• SET EXERCISE:
According to the article on peak oil below, which organizations funded the taskforce report?

• DOCUMENT PASSAGE:
┏━━

A new report by a United Kingdom industry taskforce predicts steep oil price rises and gasoline supply shortages by 2014-2015, which will put the global economy at similar risk to the 2007-2008 rapid rise in oil prices that helped trigger the Great Recession.
“The time period would be 2014-2015 when the oil market would be starting to experience rapidly rising prices and tightening oil supplies…It is notable that the CEO of Total, Christophe de Margerie, is already warning of such an outcome in the 2014/15 period,” says the report, “Industry Taskforce on Peak Oil & Energy Security,” funded by Virgin Group, Arup Engineering, Foster and Partners, and Scottish and Southern Engineering.
What can cities, businesses and individuals do to prepare for such energy price volatility, buy hybrids? Actually, the report asserts, “there is real danger that the focus on technological advances in cars is making consumers and government complacent.”
More urgent steps need to be taken by policymakers in particular to avert this impending crisis:
- Support greater planning and funding for public transit, including taxation to benefit public transit and allocate road space based on most fuel efficient modes (i.e., congestion pricing).
- Support planning for less energy-intensive forms of development (less sprawl, more transit-oriented housing, retail and businesses).
- Transition to more energy-efficient transportation fleets or vehicles.
- Coordinate policy mechanisms and organizational practices to create a behavioral shift from private car use to other more sustainable forms of mobility, including public transit, car sharing, cycling and walking.

┗━━

• INFORMATION SUPPLIED:
┏━━

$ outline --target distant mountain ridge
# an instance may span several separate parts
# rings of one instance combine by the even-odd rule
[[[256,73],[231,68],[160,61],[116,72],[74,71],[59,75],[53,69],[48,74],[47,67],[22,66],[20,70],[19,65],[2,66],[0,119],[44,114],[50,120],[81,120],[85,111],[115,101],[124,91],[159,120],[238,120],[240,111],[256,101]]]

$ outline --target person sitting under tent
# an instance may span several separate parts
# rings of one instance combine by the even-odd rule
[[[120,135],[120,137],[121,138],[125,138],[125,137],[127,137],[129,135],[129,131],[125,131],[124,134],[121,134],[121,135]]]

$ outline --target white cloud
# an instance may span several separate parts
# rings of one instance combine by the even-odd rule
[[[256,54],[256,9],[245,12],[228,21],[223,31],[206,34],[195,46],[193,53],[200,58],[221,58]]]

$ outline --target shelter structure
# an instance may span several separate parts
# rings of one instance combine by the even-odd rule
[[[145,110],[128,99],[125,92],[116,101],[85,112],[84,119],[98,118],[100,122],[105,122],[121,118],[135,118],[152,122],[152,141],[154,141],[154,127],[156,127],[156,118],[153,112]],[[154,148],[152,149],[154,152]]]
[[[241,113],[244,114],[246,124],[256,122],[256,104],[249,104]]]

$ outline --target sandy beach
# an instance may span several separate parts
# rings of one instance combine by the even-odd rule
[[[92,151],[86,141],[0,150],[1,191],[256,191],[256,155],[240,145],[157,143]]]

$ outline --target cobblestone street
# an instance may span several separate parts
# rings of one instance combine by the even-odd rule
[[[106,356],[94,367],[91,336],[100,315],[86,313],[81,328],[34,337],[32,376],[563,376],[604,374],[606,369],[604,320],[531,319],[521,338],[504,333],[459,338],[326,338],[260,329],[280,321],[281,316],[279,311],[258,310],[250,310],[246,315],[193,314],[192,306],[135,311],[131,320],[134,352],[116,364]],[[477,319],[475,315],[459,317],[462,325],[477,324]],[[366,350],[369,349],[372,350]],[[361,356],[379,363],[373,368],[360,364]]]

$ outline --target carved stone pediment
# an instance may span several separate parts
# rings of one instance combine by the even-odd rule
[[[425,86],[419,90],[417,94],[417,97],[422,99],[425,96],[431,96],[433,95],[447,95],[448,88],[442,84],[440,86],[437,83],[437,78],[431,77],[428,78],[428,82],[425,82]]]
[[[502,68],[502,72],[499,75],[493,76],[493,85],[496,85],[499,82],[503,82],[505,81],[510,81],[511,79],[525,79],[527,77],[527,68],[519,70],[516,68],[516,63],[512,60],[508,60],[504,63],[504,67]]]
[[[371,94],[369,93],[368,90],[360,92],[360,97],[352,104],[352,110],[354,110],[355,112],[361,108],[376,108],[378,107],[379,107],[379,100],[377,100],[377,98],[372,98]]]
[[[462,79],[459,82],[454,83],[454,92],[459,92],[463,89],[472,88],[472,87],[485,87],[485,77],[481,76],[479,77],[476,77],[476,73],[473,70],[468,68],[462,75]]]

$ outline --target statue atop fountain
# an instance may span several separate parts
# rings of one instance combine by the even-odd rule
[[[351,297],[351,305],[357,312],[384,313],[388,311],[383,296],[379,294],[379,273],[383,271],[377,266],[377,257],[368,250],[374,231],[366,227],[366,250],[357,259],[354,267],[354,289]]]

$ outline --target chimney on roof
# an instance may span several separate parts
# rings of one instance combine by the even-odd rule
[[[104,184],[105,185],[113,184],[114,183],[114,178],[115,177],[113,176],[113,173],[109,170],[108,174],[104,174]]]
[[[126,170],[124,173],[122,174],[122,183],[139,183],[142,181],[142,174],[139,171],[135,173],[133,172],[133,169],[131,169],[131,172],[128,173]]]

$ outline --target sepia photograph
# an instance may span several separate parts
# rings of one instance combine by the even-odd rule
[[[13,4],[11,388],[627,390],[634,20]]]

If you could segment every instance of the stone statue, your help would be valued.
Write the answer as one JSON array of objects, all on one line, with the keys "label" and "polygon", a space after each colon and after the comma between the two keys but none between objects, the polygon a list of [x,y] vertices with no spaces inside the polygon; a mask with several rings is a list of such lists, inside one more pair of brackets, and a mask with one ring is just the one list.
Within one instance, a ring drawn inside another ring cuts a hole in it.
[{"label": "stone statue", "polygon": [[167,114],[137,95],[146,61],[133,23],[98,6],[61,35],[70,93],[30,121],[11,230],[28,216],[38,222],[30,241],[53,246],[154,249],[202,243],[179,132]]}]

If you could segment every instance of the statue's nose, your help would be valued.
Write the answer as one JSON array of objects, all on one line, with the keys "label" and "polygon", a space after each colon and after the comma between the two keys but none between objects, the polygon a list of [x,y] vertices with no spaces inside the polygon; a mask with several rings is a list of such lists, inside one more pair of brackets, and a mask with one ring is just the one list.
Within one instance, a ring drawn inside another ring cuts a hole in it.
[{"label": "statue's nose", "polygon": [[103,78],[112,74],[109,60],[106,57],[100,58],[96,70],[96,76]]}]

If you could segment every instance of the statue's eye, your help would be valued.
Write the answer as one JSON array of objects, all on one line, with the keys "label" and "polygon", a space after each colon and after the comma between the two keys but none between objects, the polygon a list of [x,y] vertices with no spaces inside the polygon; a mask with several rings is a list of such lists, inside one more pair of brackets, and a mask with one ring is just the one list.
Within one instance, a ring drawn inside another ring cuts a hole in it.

┗━━

• RESULT OF THE TASK:
Virgin Group, Arup Engineering, Foster and Partners, and Scottish and Southern Engineering.